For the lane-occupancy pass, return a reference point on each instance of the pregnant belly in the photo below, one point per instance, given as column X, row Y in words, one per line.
◆ ◆ ◆ ◆ ◆
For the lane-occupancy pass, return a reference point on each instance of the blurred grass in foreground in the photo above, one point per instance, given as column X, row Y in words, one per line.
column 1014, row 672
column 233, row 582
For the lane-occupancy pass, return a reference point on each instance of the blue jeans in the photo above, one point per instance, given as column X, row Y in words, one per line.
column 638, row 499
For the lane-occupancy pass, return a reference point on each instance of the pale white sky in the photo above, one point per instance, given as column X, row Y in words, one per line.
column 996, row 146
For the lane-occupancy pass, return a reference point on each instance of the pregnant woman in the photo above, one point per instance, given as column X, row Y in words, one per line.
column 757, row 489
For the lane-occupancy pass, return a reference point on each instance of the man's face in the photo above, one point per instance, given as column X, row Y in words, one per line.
◆ ◆ ◆ ◆ ◆
Exercise aim: Rewrite the data above as a numbered list, from the line with "the pregnant woman" up to and including the line with "of the man's", and leave out any blank lines.

Response to the task:
1. For the lane-occupancy pass, return a reference point on each instance of the pregnant woman in the photo above, one point per instance, given as column X, row Y in words, one per line.
2. column 757, row 489
3. For the lane-occupancy pass, return a reference point on each instance of the man's face in the photo above, one point per instance, given as column X, row Y in words, one per line.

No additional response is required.